• Stated task
Copy every line of the items below word for word.
[start of The records]
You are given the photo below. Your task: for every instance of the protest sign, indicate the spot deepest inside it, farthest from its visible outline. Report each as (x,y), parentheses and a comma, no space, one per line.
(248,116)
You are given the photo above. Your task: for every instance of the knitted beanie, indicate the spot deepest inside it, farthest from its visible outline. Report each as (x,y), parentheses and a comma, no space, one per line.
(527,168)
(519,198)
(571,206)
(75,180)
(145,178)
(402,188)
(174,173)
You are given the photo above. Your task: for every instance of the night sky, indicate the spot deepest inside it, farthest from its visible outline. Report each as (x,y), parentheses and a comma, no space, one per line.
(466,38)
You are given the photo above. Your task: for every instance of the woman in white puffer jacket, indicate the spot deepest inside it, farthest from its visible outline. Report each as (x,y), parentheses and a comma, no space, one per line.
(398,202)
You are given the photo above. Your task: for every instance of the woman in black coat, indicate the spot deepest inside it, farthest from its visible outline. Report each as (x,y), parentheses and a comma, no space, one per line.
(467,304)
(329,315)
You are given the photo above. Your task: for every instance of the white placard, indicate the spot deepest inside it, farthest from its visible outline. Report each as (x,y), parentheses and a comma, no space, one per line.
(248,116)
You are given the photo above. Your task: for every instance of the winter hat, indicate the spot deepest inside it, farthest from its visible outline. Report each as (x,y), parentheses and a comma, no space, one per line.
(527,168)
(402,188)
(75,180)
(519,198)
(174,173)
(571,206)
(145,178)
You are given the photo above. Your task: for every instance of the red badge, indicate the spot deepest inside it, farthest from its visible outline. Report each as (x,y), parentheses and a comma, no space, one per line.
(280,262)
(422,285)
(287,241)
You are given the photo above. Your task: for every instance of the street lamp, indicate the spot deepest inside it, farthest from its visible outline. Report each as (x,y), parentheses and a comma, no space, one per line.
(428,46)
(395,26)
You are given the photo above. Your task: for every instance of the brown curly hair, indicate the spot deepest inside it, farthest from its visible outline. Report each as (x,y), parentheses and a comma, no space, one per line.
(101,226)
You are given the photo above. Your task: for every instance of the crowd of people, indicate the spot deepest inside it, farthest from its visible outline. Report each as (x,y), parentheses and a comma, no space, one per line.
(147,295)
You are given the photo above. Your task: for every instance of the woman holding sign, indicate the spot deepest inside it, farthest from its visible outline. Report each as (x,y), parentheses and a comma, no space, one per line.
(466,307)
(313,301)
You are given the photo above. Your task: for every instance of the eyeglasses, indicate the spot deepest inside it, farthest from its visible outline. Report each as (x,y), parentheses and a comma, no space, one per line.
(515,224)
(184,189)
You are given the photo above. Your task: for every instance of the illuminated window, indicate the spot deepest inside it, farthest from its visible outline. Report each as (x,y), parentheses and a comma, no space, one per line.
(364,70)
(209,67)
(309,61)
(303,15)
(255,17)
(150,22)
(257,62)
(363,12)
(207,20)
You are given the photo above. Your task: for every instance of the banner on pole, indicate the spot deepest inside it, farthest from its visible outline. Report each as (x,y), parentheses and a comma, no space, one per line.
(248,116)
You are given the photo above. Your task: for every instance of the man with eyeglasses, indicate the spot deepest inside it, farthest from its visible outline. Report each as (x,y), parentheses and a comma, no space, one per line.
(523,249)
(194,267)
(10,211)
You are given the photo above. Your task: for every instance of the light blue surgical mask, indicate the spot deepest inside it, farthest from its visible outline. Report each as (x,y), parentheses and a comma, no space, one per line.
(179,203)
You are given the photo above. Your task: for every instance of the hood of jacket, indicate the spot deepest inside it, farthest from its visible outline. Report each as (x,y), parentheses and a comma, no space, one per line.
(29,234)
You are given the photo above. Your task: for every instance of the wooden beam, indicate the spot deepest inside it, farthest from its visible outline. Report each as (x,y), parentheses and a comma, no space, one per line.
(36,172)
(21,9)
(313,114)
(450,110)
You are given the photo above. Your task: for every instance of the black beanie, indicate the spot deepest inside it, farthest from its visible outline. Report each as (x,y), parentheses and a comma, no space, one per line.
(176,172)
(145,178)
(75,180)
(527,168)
[end of The records]
• Exercise solution
You are given the photo below. Your task: for every instance of the protest sign, indicate the spot deepest inside it, farthest from its visible outline. Report each as (x,y), parentheses and a comma, no space, one per line.
(248,116)
You are given the photo above. Your task: for every instance of the knitted beanie, indicate the spot deepest inside it, farthest from its visible outline. Report each as (x,y), parentheses and a comma, no space, one per line.
(527,168)
(519,198)
(571,206)
(75,180)
(145,178)
(402,188)
(174,173)
You are given the photo above. Your task: for every instance of the night sky, indicate the spot deepest inside it, farthest from its visible outline. Report each as (x,y), parentheses and a comma, no space, one per line.
(466,38)
You are given the photo above. Your task: for every instance of the woman in white puffer jacket, indicate the spot deepest inside it, farthest from its visible outline. Report each as (x,y), parentheses and a comma, no space, one per line.
(398,202)
You are given the photo above. Your task: for every instance of the woman in black coat, indicate the spot deepest inside it, farthest from its visible outline. Report each as (x,y), parentheses and a comma, no space, one per line.
(467,304)
(329,315)
You are given the photo above. Your task: for every instance of the white placard, indicate the spot deepest inside it, farthest from its visible outline. Report each as (x,y), parentheses and a comma, no space, one per line.
(248,116)
You are given the photo above. Your task: for every instance of the winter hat, indicate the spot deepest inside it, farthest from its visible outline. Report each as (x,y), parentheses and a comma, no space, one per line.
(527,168)
(402,188)
(75,180)
(519,198)
(174,173)
(571,206)
(145,178)
You are given the photo above. Your task: for every instance of the red badge, indicate the spot deepest inside it, farthest from its visible outline. Report each as (x,y), parentheses and a comma, no space, one per line.
(280,262)
(422,285)
(287,241)
You are given the photo above. Your task: for every instance of the street lamp, indicate the spot deepest inside it, farthest from its visible outline. Report each as (x,y), parentheses and a comma, no space, one per line.
(428,46)
(395,26)
You are given the photo above. Your task: for every instance of the brown curly hair, indicate the spot deepest inside it, farthest from its visible outline. Report each as (x,y), parentheses and a comma, no space, one per line.
(101,226)
You are given the photo above. Your task: for every instance of the crowd of people, indicate the spot deepest inside it, farthest from its visible outline. Report each as (x,y), parentheses and a comma, no space, one per line.
(147,295)
You are given the photo above. Your task: for every instance of the woman holding sign, indicate the spot deepest inside it, farthest from its visible outline. Report each as (x,y), parentheses and a comma, no space, one per line.
(466,307)
(313,301)
You are given the photo above. Your task: for every instance of the eyeglasses, indicate the spot deepest inside it, farthest from its visible outline. Report each as (x,y), parentheses and a comma, no space, one per line.
(515,224)
(184,189)
You are given the photo above. Your task: for every instance of the illuminated window, indicate the spot deepest inside it, farthest from its visible outline. Report each as (x,y), parentheses and a comma, no space, one per line.
(364,70)
(209,67)
(309,61)
(303,15)
(255,17)
(150,22)
(257,62)
(363,12)
(207,20)
You are given the photo above. Your task: for every instance of the banner on pole, indicate the spot deepest inside it, farthest from its visible outline. Report each as (x,y), parentheses and a comma, no space, one per line.
(248,116)
You are given the photo above. Your task: for every instance of the man with eyeglasses, indicate the spot deepest inside it, farthest from its visible outline. Report each as (x,y), parentheses and a comma, no space, one per line.
(523,249)
(194,267)
(10,211)
You are given the photo above. Your task: for every instance of the light blue surgical mask, indicate the spot deepest inside it, farthest from its visible outline. Report each as (x,y), parentheses and a comma, no space, one per line.
(179,203)
You are given the photo above. Your task: for every instance of the hood of jacket, indicate the spot deepest inside it, farthest from its visible outline. Report each as (x,y), parentheses and a comma, no space, one per line.
(29,234)
You are given the photo above. Your task: for every instance of the wooden beam, indicate the spot deepest inside it, farthest from its visible outline. Report each as (x,y), parentheses and a comma, no space, one per line.
(36,172)
(21,9)
(313,114)
(450,110)
You are given the photo above. Your task: for every instance of the black beanie, indicate the spot deepest inside it, farthest from its visible outline. Report each as (x,y), parentheses and a comma, no space, one per line.
(176,172)
(145,178)
(75,180)
(527,168)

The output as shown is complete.